— Exercise description —
Extract every row below that contains the string "orange". Case counts.

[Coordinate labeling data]
---------------

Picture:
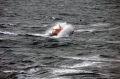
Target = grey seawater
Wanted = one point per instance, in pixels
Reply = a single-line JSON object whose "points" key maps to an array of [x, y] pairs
{"points": [[93, 52]]}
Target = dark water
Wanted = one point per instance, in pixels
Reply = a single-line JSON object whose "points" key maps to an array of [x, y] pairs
{"points": [[93, 52]]}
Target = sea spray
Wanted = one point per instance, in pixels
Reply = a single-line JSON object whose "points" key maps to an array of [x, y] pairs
{"points": [[67, 30]]}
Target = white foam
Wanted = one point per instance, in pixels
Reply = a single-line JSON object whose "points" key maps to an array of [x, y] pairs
{"points": [[100, 24], [68, 71], [85, 30], [67, 28]]}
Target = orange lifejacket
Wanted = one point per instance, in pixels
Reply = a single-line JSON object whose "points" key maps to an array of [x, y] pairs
{"points": [[56, 31]]}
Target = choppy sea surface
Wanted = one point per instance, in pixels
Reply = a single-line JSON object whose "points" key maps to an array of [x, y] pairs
{"points": [[92, 52]]}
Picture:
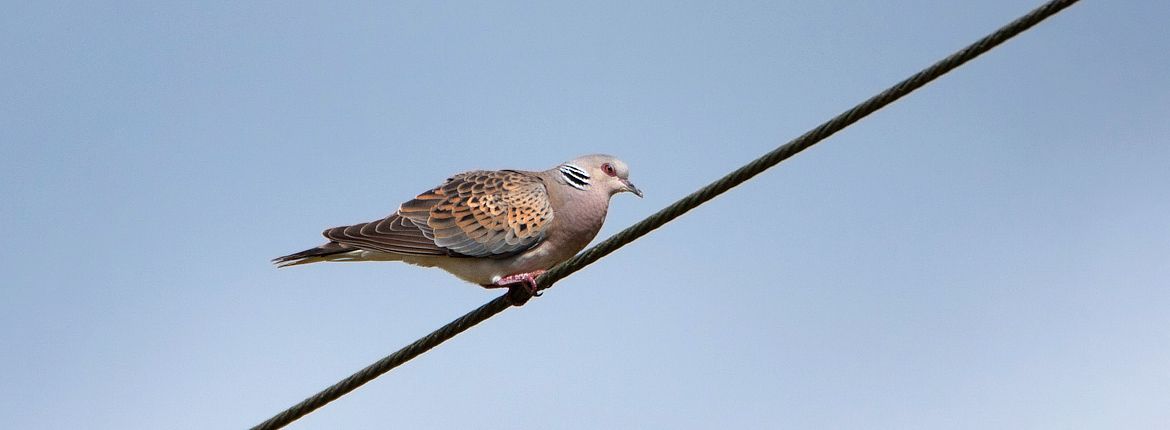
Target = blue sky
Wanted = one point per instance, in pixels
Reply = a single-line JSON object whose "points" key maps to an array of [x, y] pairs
{"points": [[992, 251]]}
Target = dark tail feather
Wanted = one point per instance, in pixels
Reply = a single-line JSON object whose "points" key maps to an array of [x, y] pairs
{"points": [[311, 255]]}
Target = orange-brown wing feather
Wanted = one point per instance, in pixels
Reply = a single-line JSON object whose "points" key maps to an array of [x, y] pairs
{"points": [[483, 213]]}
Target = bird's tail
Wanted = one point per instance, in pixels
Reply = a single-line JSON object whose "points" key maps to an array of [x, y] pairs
{"points": [[324, 252]]}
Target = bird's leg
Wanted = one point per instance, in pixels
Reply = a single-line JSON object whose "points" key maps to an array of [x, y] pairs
{"points": [[521, 286]]}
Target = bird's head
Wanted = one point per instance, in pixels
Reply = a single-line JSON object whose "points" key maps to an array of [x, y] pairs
{"points": [[600, 172]]}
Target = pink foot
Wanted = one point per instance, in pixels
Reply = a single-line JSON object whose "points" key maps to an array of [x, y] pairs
{"points": [[521, 286]]}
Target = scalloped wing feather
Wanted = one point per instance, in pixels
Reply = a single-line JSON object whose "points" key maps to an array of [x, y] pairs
{"points": [[474, 214]]}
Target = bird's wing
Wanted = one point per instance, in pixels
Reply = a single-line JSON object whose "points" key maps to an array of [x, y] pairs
{"points": [[474, 214], [393, 234]]}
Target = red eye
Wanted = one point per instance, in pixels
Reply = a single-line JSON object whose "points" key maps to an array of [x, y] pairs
{"points": [[608, 170]]}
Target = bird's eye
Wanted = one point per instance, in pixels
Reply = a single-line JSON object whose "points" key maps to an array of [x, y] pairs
{"points": [[608, 170]]}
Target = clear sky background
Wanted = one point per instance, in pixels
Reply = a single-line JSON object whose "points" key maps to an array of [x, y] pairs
{"points": [[992, 251]]}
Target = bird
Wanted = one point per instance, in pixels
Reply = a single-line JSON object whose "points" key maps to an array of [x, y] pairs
{"points": [[493, 228]]}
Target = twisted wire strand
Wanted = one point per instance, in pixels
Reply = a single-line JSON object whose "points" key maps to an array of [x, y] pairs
{"points": [[669, 213]]}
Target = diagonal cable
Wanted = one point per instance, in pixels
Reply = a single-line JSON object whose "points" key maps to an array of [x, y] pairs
{"points": [[672, 212]]}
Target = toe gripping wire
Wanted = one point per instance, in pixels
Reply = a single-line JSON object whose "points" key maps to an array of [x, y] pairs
{"points": [[669, 213]]}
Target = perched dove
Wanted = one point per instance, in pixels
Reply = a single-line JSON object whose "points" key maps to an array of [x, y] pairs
{"points": [[494, 228]]}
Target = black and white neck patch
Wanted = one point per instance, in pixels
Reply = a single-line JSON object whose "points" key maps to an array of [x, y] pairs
{"points": [[575, 177]]}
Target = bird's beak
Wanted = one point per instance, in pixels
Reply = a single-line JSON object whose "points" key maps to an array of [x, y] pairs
{"points": [[631, 187]]}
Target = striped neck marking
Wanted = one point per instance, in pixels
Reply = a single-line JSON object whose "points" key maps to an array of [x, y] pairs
{"points": [[575, 177]]}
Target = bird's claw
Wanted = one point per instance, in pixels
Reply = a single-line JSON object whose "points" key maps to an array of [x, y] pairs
{"points": [[521, 286]]}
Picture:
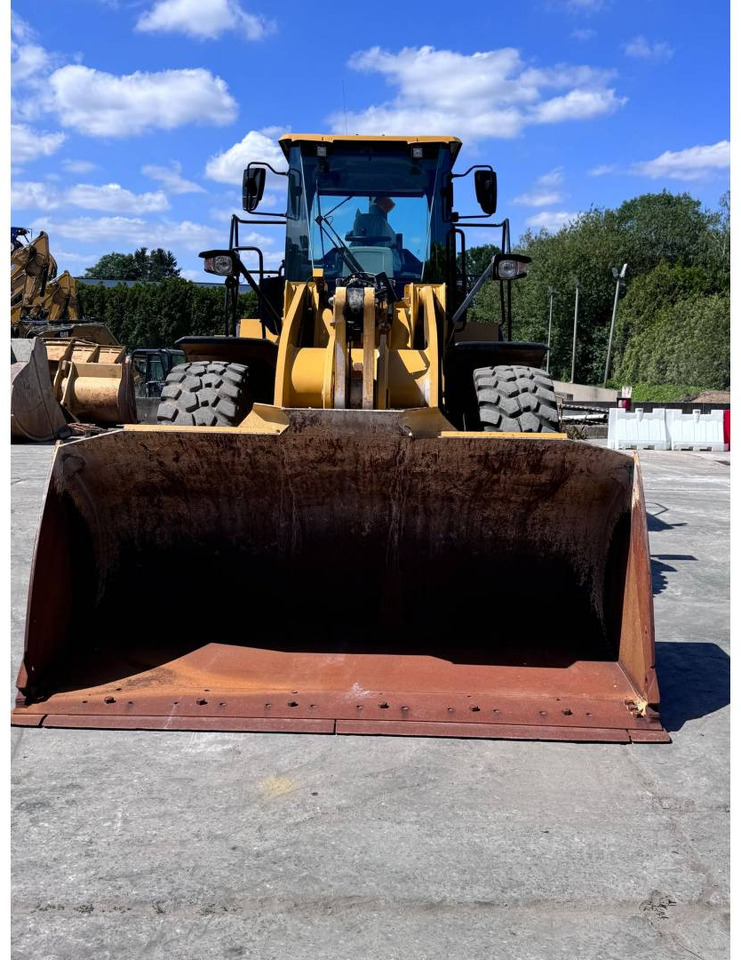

---------------

— Solution for this task —
Target = orange lifejacket
Target = orange-brown wing feather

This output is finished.